_Exercise task_
Report how many lines in the data below contain the string "woman", treating uppercase and lowercase as different. Give only the number.

_Information supplied_
[BEGIN]

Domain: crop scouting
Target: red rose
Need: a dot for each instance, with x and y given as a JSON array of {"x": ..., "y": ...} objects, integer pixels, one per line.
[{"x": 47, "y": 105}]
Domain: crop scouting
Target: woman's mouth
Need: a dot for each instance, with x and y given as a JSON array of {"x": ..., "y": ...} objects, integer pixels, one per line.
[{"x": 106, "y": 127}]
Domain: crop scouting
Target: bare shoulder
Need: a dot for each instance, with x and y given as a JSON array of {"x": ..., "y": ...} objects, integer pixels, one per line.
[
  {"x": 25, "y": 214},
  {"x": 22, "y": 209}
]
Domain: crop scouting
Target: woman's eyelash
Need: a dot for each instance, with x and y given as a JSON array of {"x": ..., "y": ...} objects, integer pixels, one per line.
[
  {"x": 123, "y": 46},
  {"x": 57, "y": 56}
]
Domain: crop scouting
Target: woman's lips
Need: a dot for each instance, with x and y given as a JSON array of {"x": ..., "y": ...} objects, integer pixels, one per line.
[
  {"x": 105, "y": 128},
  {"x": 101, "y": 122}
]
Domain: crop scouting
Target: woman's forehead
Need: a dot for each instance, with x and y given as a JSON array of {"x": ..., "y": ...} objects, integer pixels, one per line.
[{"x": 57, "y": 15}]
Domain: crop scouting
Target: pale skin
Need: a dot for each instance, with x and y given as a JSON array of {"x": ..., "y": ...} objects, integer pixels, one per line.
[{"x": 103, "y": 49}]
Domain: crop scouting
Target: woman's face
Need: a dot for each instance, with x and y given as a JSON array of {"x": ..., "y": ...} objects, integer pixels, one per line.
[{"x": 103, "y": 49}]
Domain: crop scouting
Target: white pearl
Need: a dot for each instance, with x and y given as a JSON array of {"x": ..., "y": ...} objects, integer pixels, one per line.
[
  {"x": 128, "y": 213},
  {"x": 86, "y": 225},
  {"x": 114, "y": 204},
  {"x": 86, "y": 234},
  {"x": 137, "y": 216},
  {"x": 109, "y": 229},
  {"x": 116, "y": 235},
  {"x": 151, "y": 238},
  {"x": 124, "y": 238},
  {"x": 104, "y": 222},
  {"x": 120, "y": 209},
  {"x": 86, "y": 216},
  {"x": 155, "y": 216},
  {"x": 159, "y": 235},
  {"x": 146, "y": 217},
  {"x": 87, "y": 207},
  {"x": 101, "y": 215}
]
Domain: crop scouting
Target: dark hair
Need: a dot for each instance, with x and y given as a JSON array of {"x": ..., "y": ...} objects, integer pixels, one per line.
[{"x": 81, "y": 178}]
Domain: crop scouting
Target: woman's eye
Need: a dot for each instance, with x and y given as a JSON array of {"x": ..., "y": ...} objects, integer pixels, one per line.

[END]

_Finished answer_
6